_TASK PROMPT_.
Pull out each line of the items below that contains the string "column". Case counts, so skip lines where it appears only with different capitalization.

─── SUPPLIED INFORMATION

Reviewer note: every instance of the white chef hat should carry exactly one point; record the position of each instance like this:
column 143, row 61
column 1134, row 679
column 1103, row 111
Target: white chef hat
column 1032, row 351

──────

_REPLY TO THE TASK_.
column 143, row 61
column 1134, row 679
column 1103, row 111
column 1032, row 351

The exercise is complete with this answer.